GOAL OF THE EXERCISE:
Turn every line of all the entries below into a Markdown table with the columns No. and Text, one numbered row per line. Skip blank lines and leave the pictures out.
※
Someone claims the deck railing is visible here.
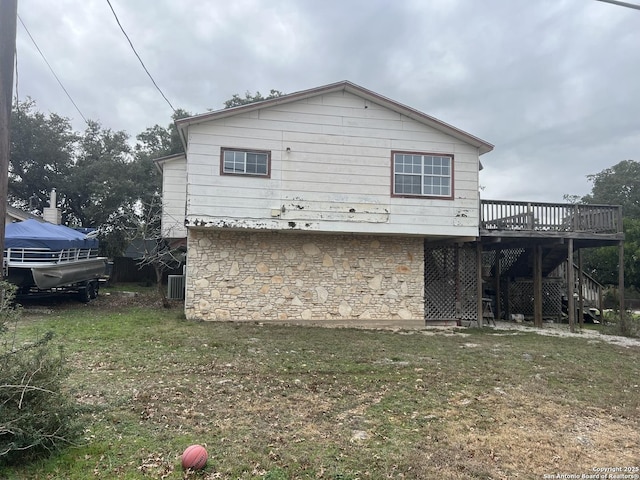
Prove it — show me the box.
[480,200,622,234]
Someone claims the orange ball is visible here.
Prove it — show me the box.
[182,445,209,470]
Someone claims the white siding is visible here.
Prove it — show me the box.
[162,157,187,238]
[180,92,479,237]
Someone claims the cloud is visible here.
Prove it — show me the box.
[13,0,640,202]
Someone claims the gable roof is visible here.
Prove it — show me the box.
[175,80,493,155]
[153,153,185,173]
[7,205,44,222]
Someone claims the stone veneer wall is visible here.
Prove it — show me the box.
[185,229,424,321]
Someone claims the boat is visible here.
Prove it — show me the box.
[4,219,107,300]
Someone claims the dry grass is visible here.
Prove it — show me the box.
[0,284,640,480]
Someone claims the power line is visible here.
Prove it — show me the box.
[107,0,176,112]
[597,0,640,10]
[16,15,89,125]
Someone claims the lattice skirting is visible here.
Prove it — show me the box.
[424,244,478,322]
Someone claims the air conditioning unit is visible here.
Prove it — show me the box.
※
RESPONSE TO THIS EXERCISE:
| No. | Text |
|---|---|
| 1 | Someone claims the deck railing is visible here. |
| 2 | Prove it — show me the box. |
| 3 | [480,200,622,234] |
| 4 | Someone claims the orange ball is visible here. |
| 5 | Prove it — show me the box. |
| 6 | [182,445,209,470] |
| 7 | Someone claims the white siding is visible here. |
| 8 | Prove it — show me the box. |
| 9 | [162,157,187,238] |
| 10 | [180,92,479,237] |
| 11 | Someone claims the cloud is visible here. |
| 12 | Prove it — show me the box. |
| 13 | [13,0,640,202] |
| 14 | Someone claims the gable roof is visible here. |
| 15 | Prove it — show me the box. |
| 16 | [175,80,493,155] |
| 17 | [153,153,185,173] |
| 18 | [7,205,44,222] |
| 19 | Someone claims the stone veneer wall is visible here. |
| 20 | Prove it — show me the box. |
| 21 | [185,229,424,321] |
| 22 | Someone claims the boat is visible here. |
| 23 | Prove it — show me the box. |
| 24 | [4,219,107,300] |
| 25 | Someone claims the dry grass is visible here. |
| 26 | Prove it — show me the box. |
| 27 | [0,284,640,480] |
| 28 | Someone claims the power line is visible here. |
| 29 | Prove it — show me the box. |
| 30 | [107,0,176,112] |
| 31 | [597,0,640,10] |
| 32 | [16,15,89,125] |
| 33 | Someone claims the lattice skirting is visible here. |
| 34 | Prove it — show me the box. |
| 35 | [424,244,478,322] |
| 36 | Someone claims the air conditioning unit is visible here. |
| 37 | Prove it — show me the box. |